## WHAT IS EXPECTED
Copy the rows below word for word, with nothing changed.

Excerpts of bounding box data:
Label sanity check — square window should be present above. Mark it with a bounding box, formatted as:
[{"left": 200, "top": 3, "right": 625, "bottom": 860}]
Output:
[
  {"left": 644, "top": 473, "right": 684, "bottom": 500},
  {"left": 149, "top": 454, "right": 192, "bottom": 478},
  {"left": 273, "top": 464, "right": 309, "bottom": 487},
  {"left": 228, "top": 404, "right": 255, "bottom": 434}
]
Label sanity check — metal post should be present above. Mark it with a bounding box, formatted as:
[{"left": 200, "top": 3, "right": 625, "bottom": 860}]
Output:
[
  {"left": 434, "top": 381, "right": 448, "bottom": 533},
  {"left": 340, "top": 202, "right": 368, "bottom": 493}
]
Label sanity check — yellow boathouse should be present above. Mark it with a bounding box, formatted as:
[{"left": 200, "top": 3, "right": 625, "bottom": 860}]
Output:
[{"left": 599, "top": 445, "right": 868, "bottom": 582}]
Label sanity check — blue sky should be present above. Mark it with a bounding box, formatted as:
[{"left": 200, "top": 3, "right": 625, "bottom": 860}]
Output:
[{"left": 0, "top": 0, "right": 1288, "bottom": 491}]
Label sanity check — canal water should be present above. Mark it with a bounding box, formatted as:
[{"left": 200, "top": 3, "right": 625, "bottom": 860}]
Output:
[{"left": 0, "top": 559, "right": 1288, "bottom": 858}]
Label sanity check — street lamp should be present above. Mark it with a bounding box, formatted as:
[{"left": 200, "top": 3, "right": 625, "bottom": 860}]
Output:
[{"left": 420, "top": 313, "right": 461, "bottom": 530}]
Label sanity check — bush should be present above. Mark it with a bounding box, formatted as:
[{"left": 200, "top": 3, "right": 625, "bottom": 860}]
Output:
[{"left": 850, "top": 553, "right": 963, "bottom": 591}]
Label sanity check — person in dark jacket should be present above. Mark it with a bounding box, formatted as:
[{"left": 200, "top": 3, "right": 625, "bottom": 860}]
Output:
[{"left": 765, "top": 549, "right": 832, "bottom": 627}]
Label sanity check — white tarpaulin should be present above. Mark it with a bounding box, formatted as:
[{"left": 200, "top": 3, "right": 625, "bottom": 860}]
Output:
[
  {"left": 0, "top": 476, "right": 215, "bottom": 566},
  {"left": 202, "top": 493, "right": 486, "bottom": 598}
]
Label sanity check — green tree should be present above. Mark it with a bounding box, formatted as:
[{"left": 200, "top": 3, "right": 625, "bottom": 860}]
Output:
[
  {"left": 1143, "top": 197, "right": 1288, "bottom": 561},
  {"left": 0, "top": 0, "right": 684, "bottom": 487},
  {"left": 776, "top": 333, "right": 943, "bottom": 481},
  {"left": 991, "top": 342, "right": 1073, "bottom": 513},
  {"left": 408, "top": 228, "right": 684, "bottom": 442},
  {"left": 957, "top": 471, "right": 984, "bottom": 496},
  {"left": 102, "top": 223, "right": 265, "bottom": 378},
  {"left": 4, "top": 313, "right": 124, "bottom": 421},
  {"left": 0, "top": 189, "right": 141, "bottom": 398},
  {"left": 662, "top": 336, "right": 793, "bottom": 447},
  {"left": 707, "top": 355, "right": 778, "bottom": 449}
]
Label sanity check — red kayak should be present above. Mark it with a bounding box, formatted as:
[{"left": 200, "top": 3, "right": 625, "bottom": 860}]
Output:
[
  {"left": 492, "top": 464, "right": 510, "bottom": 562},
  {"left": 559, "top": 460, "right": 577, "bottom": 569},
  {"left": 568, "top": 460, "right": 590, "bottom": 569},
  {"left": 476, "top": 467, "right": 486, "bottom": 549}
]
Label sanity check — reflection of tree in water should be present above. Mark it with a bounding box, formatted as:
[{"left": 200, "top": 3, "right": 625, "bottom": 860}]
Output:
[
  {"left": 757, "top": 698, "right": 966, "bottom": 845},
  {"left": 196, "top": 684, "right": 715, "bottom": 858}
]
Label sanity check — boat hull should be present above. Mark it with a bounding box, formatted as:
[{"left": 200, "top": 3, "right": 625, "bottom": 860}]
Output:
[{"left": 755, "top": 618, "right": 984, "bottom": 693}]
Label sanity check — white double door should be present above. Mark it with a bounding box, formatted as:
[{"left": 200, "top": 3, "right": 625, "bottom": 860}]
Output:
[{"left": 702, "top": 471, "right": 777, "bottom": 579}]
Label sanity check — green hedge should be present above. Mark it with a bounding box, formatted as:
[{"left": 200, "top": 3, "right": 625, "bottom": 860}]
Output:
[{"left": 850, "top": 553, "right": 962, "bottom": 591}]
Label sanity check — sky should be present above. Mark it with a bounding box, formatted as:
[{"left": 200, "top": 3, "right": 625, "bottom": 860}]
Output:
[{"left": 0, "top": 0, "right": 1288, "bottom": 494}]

## SOLUTION BELOW
Label sanity check — square window should be present above. Mark it with a bounding box, formatted as:
[{"left": 200, "top": 3, "right": 625, "bottom": 860}]
Output:
[
  {"left": 644, "top": 473, "right": 684, "bottom": 500},
  {"left": 149, "top": 454, "right": 192, "bottom": 478},
  {"left": 273, "top": 464, "right": 309, "bottom": 487},
  {"left": 228, "top": 404, "right": 255, "bottom": 434}
]
Label sanity check — metal post should be present above. Mark it with a bounding box, formatted as:
[{"left": 200, "top": 3, "right": 625, "bottom": 860}]
Output:
[
  {"left": 434, "top": 381, "right": 448, "bottom": 533},
  {"left": 340, "top": 202, "right": 368, "bottom": 493}
]
Label sanity check — yellow boathouse should be present above. Mark it with a bounding box, formatted as:
[{"left": 200, "top": 3, "right": 625, "bottom": 860}]
Output:
[{"left": 599, "top": 445, "right": 868, "bottom": 582}]
Label sanity check — blue sky should be present above. Mark it with a bounding box, formatted as:
[{"left": 200, "top": 3, "right": 625, "bottom": 860}]
Output:
[{"left": 0, "top": 0, "right": 1288, "bottom": 491}]
Label sanity check — canal water should be present above. Mark it with a bounding box, formatted as:
[{"left": 200, "top": 3, "right": 625, "bottom": 860}]
Output:
[{"left": 0, "top": 559, "right": 1288, "bottom": 858}]
Label sanity check — street lamp should be present above. Mark it with a bounding box, formatted as:
[{"left": 200, "top": 3, "right": 625, "bottom": 860}]
Output:
[{"left": 420, "top": 313, "right": 461, "bottom": 530}]
Label sanity check — bush should be present above. Mark it with a bounding box, formatted as:
[{"left": 200, "top": 3, "right": 625, "bottom": 860}]
Output:
[{"left": 850, "top": 553, "right": 963, "bottom": 591}]
Label sanity check — person in dark jacket should be present above. Mark it with a bounding box, formatted as:
[{"left": 200, "top": 3, "right": 625, "bottom": 860}]
Output:
[{"left": 765, "top": 549, "right": 832, "bottom": 627}]
Label sanity check — white tarpaulin should be present above. Mark it with a bounding box, formatted as:
[{"left": 200, "top": 3, "right": 625, "bottom": 860}]
Output:
[
  {"left": 0, "top": 476, "right": 215, "bottom": 566},
  {"left": 202, "top": 493, "right": 486, "bottom": 598}
]
Label sanity check — green tree should be present above. Mark it with a bounding box, formatted as:
[{"left": 200, "top": 3, "right": 625, "bottom": 860}]
Output:
[
  {"left": 1143, "top": 197, "right": 1288, "bottom": 561},
  {"left": 0, "top": 0, "right": 684, "bottom": 487},
  {"left": 776, "top": 333, "right": 943, "bottom": 481},
  {"left": 991, "top": 342, "right": 1073, "bottom": 513},
  {"left": 408, "top": 228, "right": 684, "bottom": 442},
  {"left": 957, "top": 471, "right": 984, "bottom": 496},
  {"left": 102, "top": 223, "right": 265, "bottom": 378},
  {"left": 4, "top": 313, "right": 124, "bottom": 421},
  {"left": 0, "top": 189, "right": 141, "bottom": 398},
  {"left": 662, "top": 336, "right": 793, "bottom": 447},
  {"left": 707, "top": 355, "right": 778, "bottom": 449}
]
Label sanity check — red kayak should be present above. Mark it with a bounding box, formatted as:
[{"left": 200, "top": 3, "right": 625, "bottom": 860}]
Output:
[
  {"left": 492, "top": 464, "right": 510, "bottom": 562},
  {"left": 559, "top": 460, "right": 577, "bottom": 569},
  {"left": 568, "top": 460, "right": 590, "bottom": 569},
  {"left": 476, "top": 467, "right": 486, "bottom": 549}
]
Label sanity check — reflection of tree in water should be present above. Mark it with a bounding box, formatted as:
[{"left": 200, "top": 3, "right": 625, "bottom": 860}]
Output:
[
  {"left": 757, "top": 698, "right": 966, "bottom": 845},
  {"left": 196, "top": 684, "right": 715, "bottom": 858}
]
Label sanity check — boat hull should be present above. Mark it with a bounding box, formatted as:
[{"left": 200, "top": 3, "right": 625, "bottom": 860}]
Output:
[{"left": 755, "top": 618, "right": 984, "bottom": 693}]
Label sanity check — white double door should be present above. Mark it with a bounding box, formatted as:
[{"left": 200, "top": 3, "right": 625, "bottom": 860}]
Output:
[{"left": 702, "top": 471, "right": 777, "bottom": 579}]
Label sanity check — green hedge should be present above. Mark it with a bounding box, formatted as:
[{"left": 200, "top": 3, "right": 625, "bottom": 860}]
Output:
[{"left": 850, "top": 553, "right": 962, "bottom": 591}]
Label sanity check — sky should be present above. Mark it with a bounding box, formatted as:
[{"left": 200, "top": 3, "right": 625, "bottom": 860}]
Output:
[{"left": 0, "top": 0, "right": 1288, "bottom": 494}]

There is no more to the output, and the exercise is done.